──────── Input records
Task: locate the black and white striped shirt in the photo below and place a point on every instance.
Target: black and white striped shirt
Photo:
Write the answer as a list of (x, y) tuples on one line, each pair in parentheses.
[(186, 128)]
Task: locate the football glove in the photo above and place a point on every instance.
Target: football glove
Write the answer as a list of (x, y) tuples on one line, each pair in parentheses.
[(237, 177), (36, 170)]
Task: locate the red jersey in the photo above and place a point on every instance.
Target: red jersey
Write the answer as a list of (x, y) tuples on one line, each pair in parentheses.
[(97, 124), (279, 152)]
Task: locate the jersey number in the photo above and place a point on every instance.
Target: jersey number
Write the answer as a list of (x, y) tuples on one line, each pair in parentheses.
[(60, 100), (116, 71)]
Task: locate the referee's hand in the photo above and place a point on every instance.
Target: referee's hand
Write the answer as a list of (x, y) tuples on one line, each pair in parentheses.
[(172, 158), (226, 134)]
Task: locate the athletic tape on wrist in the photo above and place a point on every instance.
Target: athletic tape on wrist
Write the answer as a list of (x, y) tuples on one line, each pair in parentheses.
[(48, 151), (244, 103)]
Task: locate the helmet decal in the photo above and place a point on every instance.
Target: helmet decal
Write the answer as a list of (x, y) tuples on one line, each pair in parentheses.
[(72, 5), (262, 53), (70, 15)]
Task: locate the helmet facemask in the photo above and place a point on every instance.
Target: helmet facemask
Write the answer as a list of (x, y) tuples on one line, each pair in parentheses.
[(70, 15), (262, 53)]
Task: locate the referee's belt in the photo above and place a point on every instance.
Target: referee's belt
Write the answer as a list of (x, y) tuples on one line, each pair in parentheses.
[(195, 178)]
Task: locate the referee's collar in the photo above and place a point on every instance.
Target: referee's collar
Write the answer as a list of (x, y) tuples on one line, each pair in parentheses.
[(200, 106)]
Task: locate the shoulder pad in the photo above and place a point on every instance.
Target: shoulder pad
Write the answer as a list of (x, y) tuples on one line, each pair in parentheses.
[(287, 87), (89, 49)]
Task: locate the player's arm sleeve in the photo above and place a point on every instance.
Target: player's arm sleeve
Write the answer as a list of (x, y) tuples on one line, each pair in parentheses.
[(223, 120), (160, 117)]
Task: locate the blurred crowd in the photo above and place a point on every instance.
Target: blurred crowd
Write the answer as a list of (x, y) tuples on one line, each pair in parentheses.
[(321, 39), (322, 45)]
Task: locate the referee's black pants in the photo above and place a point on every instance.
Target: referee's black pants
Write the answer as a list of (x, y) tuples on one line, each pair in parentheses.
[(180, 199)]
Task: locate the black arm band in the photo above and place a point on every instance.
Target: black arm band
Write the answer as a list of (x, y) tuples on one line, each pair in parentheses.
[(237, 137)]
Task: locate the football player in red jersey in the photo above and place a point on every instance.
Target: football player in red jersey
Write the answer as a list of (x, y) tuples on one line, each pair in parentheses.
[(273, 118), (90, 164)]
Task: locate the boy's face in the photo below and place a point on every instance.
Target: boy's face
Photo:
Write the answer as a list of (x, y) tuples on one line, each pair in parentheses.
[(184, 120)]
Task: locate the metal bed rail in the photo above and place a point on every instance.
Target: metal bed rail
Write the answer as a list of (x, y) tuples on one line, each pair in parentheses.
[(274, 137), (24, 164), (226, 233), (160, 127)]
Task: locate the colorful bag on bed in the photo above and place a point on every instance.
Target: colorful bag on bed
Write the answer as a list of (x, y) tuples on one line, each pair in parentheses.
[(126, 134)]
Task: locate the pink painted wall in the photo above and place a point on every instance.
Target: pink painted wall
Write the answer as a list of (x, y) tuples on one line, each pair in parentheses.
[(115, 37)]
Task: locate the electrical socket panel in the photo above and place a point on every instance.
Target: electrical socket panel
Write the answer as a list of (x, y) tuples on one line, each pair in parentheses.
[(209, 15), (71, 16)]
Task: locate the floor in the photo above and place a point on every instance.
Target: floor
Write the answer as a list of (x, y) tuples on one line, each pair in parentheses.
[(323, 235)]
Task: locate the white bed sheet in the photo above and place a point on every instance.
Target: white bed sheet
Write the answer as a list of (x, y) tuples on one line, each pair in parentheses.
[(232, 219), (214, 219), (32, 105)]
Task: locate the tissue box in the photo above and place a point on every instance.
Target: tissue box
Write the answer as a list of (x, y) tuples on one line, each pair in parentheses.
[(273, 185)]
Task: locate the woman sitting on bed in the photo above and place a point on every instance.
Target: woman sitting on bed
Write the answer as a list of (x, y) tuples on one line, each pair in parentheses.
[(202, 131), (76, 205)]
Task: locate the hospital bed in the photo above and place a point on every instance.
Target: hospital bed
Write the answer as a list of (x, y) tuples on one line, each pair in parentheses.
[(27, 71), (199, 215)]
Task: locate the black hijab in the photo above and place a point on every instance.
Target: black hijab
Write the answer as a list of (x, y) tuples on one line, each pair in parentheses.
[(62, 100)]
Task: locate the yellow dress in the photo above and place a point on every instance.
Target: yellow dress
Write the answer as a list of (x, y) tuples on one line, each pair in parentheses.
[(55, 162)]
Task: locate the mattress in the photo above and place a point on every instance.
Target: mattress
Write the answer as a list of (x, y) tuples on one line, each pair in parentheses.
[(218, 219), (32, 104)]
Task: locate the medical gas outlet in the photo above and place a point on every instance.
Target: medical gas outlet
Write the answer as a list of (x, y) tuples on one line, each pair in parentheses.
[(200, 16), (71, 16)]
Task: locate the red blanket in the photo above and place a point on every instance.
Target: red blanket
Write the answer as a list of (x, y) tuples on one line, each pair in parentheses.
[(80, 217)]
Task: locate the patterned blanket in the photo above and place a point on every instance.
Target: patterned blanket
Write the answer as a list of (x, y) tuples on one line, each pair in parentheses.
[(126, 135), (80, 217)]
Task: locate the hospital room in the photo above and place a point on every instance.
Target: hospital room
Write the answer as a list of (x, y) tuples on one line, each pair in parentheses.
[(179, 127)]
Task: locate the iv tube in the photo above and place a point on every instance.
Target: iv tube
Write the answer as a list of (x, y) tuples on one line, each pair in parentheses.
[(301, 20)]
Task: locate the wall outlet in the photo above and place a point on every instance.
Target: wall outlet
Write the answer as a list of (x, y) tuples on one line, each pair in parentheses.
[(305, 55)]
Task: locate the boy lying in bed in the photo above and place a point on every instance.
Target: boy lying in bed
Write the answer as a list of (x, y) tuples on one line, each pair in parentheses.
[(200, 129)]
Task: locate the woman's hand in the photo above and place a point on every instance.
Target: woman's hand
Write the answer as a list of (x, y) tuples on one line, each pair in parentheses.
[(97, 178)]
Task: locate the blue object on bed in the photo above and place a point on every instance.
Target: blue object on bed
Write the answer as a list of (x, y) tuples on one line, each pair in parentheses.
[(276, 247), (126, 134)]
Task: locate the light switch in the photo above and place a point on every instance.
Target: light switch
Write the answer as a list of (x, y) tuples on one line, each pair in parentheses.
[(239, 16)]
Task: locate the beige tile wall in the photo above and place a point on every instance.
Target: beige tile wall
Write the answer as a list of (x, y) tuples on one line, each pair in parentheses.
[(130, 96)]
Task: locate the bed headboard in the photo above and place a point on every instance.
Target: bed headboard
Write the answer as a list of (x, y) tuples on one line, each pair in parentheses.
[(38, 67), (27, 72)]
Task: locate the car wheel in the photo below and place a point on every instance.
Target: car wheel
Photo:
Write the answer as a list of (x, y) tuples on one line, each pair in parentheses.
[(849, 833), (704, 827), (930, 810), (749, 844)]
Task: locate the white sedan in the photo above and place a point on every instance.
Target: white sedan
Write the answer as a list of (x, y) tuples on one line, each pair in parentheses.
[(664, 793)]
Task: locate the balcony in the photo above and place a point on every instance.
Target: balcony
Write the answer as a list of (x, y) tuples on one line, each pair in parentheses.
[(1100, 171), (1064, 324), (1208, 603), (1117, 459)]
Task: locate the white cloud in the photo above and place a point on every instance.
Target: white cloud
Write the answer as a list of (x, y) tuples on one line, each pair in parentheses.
────────────────
Reproduce the stretch from the start of the items through the line containing "[(200, 106)]", substituting "official's" for every occurrence of "referee's" and leaving all other text unaltered.

* Output *
Task: locate the black and white striped shirt in the photo below and place a point on every instance.
Target: black and white striped shirt
Photo:
Write the answer as a list of (x, y) tuples on one line, each pair in parentheses.
[(186, 128)]
Task: locate the football glove in the photo above and place a point on every instance.
Target: football glove
Write the answer as a list of (x, y) tuples on one line, each pair in parentheses.
[(237, 177), (36, 170)]
Task: locate the red jersey in the photo above and place a point on every instance.
Target: red jersey
Write the answer as a list of (x, y) tuples on one line, each pair in parentheses.
[(97, 124), (279, 152)]
Task: locate the jersey number in the photo above and place a point on every instance.
Target: jersey number
Write the answer as a list of (x, y) tuples on one line, each pair in parentheses.
[(60, 100), (116, 71)]
Task: locate the official's hand in the photo above and place a point on every instance.
Target: official's hand
Write the answer as a list of (x, y) tuples on one line, each pair in parentheses.
[(172, 158), (226, 134)]
Task: locate the athletic tape on wrist in the photo above and place a point on every instance.
Target: athletic tape on wrist
Write the answer as a list of (x, y) tuples on one line, each pair in parentheses.
[(48, 151), (244, 103)]
Task: locate the helmet decal in the photo above and place a point on every instance.
Target: helmet decal
Write the answer as a list of (x, y) tuples on one line, each pair in parentheses.
[(72, 5), (262, 53), (70, 15)]
Task: locate the helmet facemask in the photo above and place a point on every instance.
Target: helmet facemask
Write the answer as a list of (x, y) tuples on one line, each pair in parentheses.
[(70, 15), (262, 53)]
Task: locate the official's belt in the photo above and place a point on every instance.
Target: official's belt
Write the answer as a list of (x, y) tuples on one line, each pair in parentheses.
[(195, 178)]
Task: locate the official's collar in the photo above and place a point on every instance.
Target: official's collar
Write the answer as a list of (x, y) tuples on one line, each pair in parentheses.
[(200, 106)]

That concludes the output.